- **Goal**: In the woodland walk passage, which experiment by Thomas Young is mentioned?

- **Document excerpt**:
-- BEGIN --

The normal markers of trees, rocks, and bushes are lit with sun splotches seeping through nature’s canopy. A three-foot owl, low to the ground, with a head of white feathers, draped with a thin, gauzy wreath appears around the bend of the path. As I near, I come to doubt it is an owl and the gauze has slipped away, but the white head remains … until the distance shrinks. Close in, I see a pile stack of fallen branches. The ends of two branches have been peeled of their bark. When the sun strikes them, they are brilliant against the dull brown-gray of the limbs from which they stick out.

The leaves of bushes before and beyond receive their own pattern of sun rays, and illumination which Thomas Young perhaps suggested in his double-slit light experiment. At first sight, at a distance from which I could not discern individual elements, they gave me a single gauze wreath.

-- END --

- **Entries**:

-- BEGIN --

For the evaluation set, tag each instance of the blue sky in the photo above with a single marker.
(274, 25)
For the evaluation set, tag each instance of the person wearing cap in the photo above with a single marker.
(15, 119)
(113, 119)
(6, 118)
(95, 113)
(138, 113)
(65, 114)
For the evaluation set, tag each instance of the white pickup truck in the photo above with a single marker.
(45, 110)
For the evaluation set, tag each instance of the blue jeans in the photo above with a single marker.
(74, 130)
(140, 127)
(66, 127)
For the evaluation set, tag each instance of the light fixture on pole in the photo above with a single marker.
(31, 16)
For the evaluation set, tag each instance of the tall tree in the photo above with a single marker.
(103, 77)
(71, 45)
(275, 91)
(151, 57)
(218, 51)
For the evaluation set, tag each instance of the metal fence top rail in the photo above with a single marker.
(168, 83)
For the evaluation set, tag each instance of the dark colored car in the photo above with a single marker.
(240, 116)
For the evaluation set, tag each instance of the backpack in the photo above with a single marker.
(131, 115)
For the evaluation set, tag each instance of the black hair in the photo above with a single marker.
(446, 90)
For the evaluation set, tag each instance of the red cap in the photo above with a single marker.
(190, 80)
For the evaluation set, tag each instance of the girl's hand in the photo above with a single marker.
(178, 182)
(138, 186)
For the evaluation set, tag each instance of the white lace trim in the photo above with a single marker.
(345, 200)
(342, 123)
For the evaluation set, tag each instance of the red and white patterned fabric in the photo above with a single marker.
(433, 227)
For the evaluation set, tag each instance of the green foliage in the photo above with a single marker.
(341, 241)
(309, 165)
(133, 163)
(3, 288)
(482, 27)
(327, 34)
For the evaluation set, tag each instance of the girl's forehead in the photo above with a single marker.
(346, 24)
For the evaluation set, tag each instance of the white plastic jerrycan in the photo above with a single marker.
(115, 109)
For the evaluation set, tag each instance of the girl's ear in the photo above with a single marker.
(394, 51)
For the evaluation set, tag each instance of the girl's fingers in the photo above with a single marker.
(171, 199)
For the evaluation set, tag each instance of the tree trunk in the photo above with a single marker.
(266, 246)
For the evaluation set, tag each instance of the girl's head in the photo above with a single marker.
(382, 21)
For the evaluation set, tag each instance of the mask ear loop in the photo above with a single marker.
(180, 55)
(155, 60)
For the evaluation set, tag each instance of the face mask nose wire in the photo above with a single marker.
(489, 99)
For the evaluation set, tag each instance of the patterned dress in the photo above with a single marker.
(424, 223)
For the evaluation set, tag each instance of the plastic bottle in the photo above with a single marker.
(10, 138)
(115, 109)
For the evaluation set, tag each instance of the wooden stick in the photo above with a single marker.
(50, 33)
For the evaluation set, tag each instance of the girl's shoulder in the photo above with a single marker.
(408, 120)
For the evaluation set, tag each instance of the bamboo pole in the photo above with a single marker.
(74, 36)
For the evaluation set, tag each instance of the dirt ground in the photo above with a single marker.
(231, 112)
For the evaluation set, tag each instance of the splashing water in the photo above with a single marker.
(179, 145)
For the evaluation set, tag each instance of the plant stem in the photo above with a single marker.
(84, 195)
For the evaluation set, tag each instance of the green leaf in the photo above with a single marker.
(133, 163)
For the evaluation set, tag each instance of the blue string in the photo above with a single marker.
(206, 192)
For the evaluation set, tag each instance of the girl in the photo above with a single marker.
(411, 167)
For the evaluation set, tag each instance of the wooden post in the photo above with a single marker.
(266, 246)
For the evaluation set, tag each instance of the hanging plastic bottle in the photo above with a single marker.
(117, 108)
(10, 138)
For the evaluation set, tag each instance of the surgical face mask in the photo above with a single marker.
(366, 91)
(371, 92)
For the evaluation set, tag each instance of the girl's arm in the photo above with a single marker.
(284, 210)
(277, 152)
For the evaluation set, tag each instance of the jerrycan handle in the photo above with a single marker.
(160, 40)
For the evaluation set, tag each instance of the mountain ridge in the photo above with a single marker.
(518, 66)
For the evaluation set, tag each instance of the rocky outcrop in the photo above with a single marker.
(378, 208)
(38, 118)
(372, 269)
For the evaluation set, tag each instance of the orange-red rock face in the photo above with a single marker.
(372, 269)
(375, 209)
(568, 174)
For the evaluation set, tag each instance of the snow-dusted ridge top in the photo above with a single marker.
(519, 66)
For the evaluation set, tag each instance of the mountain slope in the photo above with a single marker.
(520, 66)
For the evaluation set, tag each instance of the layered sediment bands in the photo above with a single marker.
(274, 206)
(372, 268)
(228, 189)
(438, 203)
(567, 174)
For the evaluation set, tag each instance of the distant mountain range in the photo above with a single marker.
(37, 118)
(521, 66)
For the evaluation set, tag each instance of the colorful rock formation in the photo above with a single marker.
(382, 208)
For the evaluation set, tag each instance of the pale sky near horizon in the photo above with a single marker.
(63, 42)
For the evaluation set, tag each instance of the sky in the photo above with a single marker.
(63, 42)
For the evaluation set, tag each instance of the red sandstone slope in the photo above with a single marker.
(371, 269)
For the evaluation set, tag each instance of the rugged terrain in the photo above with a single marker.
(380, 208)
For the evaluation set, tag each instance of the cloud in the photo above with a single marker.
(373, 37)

-- END --

- **Exercise result**: His double-slit light experiment.